- **THE PROBLEM**: Can you transcribe the incentive plan below word for word, starting at "SECTION 2. DEFINITIONS" and ending at "of the Committee."?

- **TEXT SHOWN**:
KEY TRONIC CORPORATION

EX-10.1 2 dex101.htm KEY TRONIC CORPORATION LONG-TERM INCENTIVE PLAN Key Tronic Corporation Long-Term Incentive Plan

EXHIBIT 10.1

 

KEY TRONIC CORPORATION

 

LONG-TERM INCENTIVE PLAN

 

SECTION 1. PURPOSES

 

The purposes of the Key Tronic Corporation (the Company) Long-Term Incentive Plan (the “Plan”) are:

 

(a) to enhance long-term shareholder value creation;

 

(b) to provide an increased incentive for eligible individuals to assert their best efforts by conferring benefits based on improved company performance; and

 

(c) to encourage such persons to remain in the service of the Company.

 

SECTION 2. DEFINITIONS

 

In the Plan:

 

2.1 “Award means an issuance of performance units whose value will be tied to specific performance measures determined by the Board upon recommendation of the Committee.

 

2.2 “Beneficiary” means one or more persons, trusts, estates or other entities designated by the Participant that are entitled to receive benefits under the Plan upon the death of a Participant. The beneficiary designation last filed with the Company shall control.

 

2.3 “Board means the Board of Directors of Key Tronic Corporation.

- **SOURCE EXCERPT**:
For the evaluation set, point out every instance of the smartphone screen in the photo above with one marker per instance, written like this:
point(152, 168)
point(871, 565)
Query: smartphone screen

- **SOLUTION FOR THIS TASK**:
SECTION 2. DEFINITIONS

 

In the Plan:

 

2.1 “Award means an issuance of performance units whose value will be tied to specific performance measures determined by the Board upon recommendation of the Committee.